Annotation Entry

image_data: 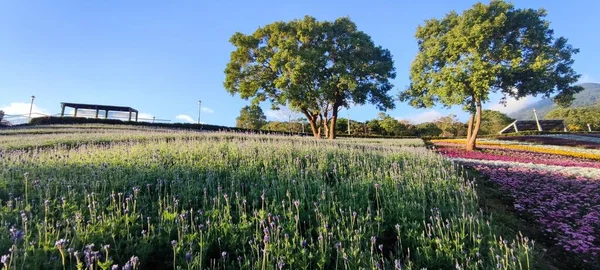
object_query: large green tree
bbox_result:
[235,104,267,129]
[479,110,515,135]
[400,1,582,150]
[224,16,396,139]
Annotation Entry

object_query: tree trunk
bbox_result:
[321,112,329,139]
[328,105,339,140]
[301,109,321,139]
[466,100,481,151]
[467,113,475,141]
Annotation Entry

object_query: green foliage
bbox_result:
[546,105,600,131]
[479,110,515,135]
[433,114,467,137]
[235,104,267,129]
[378,113,411,136]
[400,0,582,147]
[415,122,443,137]
[262,121,308,133]
[224,16,396,138]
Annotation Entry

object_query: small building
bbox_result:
[498,120,568,134]
[60,102,138,122]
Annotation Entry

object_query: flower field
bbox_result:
[433,136,600,269]
[0,126,536,269]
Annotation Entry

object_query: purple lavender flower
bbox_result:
[0,255,10,266]
[54,239,69,250]
[394,260,402,270]
[10,227,25,243]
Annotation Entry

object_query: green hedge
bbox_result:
[29,116,296,134]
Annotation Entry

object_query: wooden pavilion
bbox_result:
[60,102,138,122]
[498,120,568,134]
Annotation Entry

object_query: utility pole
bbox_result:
[198,100,202,125]
[29,96,35,121]
[533,108,542,131]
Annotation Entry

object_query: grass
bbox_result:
[0,127,545,269]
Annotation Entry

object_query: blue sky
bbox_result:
[0,0,600,126]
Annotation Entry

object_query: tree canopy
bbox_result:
[400,0,582,150]
[224,16,396,139]
[235,104,267,129]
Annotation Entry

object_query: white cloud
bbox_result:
[264,107,304,122]
[202,107,215,113]
[0,102,50,116]
[265,110,283,121]
[488,96,536,114]
[396,110,444,124]
[577,74,598,83]
[175,114,196,123]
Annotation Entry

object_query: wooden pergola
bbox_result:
[60,102,138,122]
[498,120,568,134]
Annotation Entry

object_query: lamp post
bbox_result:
[29,96,35,121]
[198,100,202,125]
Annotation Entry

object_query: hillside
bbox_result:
[509,83,600,120]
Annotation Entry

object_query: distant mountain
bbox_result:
[508,83,600,120]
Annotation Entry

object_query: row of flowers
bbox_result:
[433,137,600,268]
[432,139,600,160]
[474,165,600,259]
[498,134,600,149]
[438,144,600,169]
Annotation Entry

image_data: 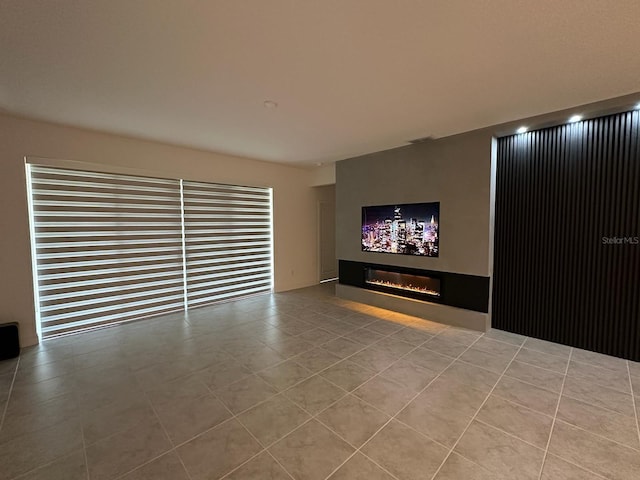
-------------------------
* [Work instructions] Please count the lines in the items above that contain the word "tree" and give only that number.

* [Solution for this exercise] 3